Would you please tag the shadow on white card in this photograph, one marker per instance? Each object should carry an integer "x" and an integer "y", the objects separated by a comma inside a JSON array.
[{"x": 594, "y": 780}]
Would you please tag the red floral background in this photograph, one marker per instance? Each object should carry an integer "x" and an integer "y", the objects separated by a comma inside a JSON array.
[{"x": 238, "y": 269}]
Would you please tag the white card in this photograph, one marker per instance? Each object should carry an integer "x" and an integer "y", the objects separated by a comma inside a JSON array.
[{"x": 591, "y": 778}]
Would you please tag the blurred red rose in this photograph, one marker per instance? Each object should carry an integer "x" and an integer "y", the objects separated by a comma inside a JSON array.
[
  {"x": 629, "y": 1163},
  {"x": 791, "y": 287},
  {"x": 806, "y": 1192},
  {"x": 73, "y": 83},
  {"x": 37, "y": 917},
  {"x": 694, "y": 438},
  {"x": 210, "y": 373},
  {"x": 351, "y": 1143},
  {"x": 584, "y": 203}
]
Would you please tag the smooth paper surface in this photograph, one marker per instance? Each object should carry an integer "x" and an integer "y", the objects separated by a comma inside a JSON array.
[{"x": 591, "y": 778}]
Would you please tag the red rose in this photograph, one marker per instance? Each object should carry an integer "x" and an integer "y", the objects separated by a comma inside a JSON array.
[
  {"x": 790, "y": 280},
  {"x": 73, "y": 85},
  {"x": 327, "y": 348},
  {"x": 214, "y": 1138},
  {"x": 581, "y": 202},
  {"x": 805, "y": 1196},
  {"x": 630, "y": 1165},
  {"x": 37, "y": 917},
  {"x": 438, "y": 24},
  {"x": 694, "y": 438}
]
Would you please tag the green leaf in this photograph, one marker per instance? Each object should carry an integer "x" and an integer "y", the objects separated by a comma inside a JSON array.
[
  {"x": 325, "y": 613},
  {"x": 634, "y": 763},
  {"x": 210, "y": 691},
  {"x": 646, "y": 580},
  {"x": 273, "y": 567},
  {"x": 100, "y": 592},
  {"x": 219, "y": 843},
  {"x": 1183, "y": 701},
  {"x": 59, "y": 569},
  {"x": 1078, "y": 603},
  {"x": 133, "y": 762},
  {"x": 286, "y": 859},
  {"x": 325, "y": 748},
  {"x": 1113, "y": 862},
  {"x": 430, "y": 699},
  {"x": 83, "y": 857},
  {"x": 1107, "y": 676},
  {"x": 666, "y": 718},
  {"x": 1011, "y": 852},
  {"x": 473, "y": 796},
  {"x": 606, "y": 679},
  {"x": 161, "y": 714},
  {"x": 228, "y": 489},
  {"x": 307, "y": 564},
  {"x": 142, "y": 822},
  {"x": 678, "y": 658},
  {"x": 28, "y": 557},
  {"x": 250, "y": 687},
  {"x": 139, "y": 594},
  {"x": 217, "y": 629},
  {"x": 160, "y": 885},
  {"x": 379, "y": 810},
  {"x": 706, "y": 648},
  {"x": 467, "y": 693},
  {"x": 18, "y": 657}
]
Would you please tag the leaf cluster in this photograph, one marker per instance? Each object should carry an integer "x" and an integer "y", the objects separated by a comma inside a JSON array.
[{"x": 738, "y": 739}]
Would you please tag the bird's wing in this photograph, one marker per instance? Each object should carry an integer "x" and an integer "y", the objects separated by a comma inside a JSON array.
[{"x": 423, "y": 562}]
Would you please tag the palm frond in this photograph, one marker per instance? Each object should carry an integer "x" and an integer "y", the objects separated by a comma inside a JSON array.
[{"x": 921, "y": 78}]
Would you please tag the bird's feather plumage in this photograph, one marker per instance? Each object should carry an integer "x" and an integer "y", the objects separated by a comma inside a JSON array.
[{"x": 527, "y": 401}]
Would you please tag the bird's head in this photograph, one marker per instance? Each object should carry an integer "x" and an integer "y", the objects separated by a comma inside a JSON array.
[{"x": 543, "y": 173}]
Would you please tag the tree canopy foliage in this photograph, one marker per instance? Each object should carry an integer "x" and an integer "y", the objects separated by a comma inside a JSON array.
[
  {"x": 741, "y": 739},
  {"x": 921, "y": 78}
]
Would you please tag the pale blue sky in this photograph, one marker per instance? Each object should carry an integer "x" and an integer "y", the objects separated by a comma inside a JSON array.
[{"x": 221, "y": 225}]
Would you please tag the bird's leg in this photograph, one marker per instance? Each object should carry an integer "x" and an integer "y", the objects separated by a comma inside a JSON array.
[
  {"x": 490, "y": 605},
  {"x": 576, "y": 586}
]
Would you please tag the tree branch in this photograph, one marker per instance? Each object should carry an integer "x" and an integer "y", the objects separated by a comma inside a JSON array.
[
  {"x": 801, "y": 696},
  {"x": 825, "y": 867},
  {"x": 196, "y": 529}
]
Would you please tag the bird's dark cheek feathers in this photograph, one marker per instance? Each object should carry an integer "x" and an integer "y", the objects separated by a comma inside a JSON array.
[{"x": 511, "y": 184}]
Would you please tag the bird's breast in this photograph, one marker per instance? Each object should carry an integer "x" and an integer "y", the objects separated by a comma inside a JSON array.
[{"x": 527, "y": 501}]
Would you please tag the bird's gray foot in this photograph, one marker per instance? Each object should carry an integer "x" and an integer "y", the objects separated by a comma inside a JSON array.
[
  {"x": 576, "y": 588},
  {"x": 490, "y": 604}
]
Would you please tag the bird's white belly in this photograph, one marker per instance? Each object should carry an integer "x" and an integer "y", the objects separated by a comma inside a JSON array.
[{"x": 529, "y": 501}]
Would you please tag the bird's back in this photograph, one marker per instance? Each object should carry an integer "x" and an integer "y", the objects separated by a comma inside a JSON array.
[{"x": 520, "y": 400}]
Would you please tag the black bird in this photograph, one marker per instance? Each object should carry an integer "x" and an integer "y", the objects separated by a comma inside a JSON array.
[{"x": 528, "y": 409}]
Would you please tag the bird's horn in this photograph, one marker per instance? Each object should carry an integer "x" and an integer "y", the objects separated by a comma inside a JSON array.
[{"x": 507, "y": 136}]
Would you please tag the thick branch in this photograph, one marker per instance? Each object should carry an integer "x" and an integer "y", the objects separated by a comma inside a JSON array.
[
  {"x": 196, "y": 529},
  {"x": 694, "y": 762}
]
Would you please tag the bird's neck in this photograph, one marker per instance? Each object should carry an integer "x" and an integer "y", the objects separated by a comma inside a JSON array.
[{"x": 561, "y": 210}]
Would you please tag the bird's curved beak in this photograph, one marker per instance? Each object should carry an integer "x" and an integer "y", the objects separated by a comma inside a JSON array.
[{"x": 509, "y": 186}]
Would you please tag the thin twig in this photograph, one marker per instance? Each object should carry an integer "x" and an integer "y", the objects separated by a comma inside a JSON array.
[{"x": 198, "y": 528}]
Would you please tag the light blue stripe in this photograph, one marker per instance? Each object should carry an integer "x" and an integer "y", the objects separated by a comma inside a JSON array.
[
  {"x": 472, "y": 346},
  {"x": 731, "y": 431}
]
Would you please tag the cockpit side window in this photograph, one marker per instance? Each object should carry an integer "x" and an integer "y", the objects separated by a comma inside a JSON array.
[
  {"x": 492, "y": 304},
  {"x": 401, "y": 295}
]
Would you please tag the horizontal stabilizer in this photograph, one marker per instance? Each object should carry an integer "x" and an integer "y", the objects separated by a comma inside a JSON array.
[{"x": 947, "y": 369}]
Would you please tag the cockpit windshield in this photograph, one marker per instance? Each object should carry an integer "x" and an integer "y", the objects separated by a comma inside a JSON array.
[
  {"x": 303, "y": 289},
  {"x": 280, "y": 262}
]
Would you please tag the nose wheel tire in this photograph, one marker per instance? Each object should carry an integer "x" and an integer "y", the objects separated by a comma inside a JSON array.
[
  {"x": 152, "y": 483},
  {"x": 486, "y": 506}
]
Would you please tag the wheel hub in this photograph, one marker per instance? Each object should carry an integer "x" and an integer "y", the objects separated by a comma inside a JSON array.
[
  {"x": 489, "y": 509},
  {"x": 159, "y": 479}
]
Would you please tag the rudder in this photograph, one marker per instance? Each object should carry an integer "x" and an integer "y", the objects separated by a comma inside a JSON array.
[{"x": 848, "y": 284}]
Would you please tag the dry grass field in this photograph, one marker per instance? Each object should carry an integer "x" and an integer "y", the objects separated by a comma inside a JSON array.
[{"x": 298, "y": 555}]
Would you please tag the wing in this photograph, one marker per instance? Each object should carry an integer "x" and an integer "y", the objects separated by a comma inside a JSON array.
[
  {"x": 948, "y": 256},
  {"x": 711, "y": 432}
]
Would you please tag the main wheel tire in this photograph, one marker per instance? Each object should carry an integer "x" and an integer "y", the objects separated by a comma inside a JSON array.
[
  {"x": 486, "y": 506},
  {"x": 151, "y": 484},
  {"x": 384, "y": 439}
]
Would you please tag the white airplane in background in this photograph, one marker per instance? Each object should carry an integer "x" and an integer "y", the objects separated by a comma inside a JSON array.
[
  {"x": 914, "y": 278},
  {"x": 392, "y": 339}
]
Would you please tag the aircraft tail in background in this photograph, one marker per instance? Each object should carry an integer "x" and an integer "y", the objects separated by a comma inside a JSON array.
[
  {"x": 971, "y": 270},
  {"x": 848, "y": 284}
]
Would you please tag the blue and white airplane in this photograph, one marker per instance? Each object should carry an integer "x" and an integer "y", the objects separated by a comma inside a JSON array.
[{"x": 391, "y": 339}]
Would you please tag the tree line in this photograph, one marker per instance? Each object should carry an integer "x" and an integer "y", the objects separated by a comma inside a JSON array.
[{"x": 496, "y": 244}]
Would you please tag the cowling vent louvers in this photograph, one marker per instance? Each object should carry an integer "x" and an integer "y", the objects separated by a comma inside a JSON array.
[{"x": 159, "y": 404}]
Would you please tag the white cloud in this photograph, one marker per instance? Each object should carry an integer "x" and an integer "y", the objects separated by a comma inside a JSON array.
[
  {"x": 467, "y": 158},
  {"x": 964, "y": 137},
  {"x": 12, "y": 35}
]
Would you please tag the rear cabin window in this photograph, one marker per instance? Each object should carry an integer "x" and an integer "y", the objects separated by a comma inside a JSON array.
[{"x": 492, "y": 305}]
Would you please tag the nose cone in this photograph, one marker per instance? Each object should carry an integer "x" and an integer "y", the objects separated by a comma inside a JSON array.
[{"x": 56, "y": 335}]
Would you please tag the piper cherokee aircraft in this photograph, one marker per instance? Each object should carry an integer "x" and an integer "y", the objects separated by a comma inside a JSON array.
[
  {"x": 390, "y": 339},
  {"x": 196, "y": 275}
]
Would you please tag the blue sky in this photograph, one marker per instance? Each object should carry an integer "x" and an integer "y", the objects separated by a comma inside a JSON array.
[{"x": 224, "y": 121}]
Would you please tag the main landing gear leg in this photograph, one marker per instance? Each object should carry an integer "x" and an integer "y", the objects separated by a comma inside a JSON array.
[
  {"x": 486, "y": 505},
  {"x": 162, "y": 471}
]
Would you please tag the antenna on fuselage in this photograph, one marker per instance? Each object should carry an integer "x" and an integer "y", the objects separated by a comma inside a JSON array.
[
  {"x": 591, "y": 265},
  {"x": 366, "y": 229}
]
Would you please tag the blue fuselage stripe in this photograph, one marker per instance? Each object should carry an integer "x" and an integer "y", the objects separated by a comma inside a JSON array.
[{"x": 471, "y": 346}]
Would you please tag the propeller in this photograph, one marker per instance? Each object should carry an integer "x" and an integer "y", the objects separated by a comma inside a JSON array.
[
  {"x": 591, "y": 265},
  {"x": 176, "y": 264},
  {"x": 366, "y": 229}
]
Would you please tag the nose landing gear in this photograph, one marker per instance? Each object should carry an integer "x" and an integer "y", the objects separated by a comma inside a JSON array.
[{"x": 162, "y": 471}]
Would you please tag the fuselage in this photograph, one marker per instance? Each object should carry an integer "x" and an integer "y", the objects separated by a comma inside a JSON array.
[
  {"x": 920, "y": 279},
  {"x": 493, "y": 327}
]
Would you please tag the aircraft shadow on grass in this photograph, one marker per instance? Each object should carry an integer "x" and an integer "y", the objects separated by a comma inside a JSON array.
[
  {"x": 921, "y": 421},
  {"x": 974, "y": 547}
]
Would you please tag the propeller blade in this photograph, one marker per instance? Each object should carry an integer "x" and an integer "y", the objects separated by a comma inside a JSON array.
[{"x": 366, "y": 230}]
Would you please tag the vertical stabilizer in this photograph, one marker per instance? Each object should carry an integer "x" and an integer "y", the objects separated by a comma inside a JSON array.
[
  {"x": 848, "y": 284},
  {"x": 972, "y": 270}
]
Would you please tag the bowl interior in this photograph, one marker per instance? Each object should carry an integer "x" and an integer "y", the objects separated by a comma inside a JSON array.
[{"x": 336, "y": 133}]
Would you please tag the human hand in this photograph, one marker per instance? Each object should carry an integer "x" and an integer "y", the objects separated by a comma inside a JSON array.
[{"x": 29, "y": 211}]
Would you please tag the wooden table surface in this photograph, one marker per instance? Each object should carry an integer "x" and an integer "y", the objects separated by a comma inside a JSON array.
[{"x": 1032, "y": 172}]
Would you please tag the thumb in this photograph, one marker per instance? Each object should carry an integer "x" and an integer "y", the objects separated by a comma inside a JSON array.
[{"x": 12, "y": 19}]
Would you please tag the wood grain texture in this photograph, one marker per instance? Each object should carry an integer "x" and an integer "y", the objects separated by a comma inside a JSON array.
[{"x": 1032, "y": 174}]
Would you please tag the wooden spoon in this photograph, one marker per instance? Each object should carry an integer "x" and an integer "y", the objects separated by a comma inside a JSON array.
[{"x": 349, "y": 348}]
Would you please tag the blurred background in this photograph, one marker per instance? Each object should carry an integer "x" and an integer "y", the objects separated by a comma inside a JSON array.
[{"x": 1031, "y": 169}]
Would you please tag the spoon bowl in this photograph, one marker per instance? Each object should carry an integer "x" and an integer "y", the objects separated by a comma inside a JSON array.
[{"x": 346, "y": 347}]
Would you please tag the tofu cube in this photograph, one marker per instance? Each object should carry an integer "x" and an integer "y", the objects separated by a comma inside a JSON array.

+ + + +

[STATED EXERCISE]: Recast the lines from the one containing "Would you please tag the wooden spoon" through the end of the entries as a JSON list of strings, one string per line, with blank lines omitted.

[FULL OUTPUT]:
[
  "Would you please tag the wooden spoon in this photograph, one marker per instance? Each object should carry an integer \"x\" and an integer \"y\", the objects separated by a comma inside a JSON array.",
  "[{\"x\": 349, \"y\": 348}]",
  "Would you please tag the blurred background in this photograph, one marker per instance? Each object should carry an integer \"x\" and an integer \"y\", the objects separated by a comma inside a JSON array.",
  "[{\"x\": 1031, \"y\": 169}]",
  "Would you please tag the spoon bowl in this photograph, one marker per instance? Each object should carry an integer \"x\" and an integer \"y\", the objects separated by a comma inside a JSON array.",
  "[{\"x\": 346, \"y\": 347}]",
  "Would you please tag the tofu cube in this photograph, one marker per instance? Each object should carry an integer \"x\" and an integer \"y\", the objects separated by a comma inside a JSON array."
]